EXTRACTED TEXT:
········

Purpose of the Study:

  • To demonstrate a stable magnetic quadrupole trap for neutral atoms.
  • To investigate the role of vortices and temperature on trap stability.
  • To explore the potential of superconducting thin films for atom trapping applications.

Main Methods:

  • Fabrication of a superconducting niobium (Nb) thin-film disc.
  • Introduction of magnetic vortices by cooling in a finite magnetic field.
  • Application of an oppositely directed uniform magnetic field.
  • Characterization of trap stability at different temperatures relative to the dendritic instability temperature T(a).

Main Results:

  • A stable magnetic quadrupole trap was successfully demonstrated on the Nb disc.
  • Trap stability was maintained above the dendritic instability temperature T(a).

········

ROWS:
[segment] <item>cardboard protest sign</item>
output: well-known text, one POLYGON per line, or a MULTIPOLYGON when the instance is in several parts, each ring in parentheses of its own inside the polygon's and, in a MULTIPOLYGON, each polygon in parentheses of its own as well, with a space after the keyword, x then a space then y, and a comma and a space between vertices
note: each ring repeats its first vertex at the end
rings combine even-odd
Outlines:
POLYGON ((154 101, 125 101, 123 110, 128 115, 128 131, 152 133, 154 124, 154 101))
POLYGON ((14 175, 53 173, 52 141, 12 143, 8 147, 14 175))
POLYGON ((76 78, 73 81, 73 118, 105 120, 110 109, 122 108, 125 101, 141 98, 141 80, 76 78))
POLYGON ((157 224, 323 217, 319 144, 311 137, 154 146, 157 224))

········

LIST OF TASKS:
**a.** Write out the summary of the superconducting atom-trap study from "Purpose of the" up to and including "on trap stability.".
**b.** Pick up the summary of the niobium-disc atom-trap study at its end and keep writing.
The lines have nothing to do with this.

TASK-BY-TASK RESULTS:
**a.**
Purpose of the Study:

  • To demonstrate a stable magnetic quadrupole trap for neutral atoms.
  • To investigate the role of vortices and temperature on trap stability.

**b.**
  • Below T(a), changes in field intensity caused trap collapse due to vortex field instability.
  • Vortex density stabilized at an equilibrium above T(a) but diminished below it.

Conclusions:

  • Superconducting thin-film discs can create stable magnetic quadrupole traps for neutral atoms.
  • Trap stability is critically dependent on operating temperature relative to the dendritic instability temperature.
  • The demonstrated method offers a novel approach for neutral atom manipulation in quantum technologies.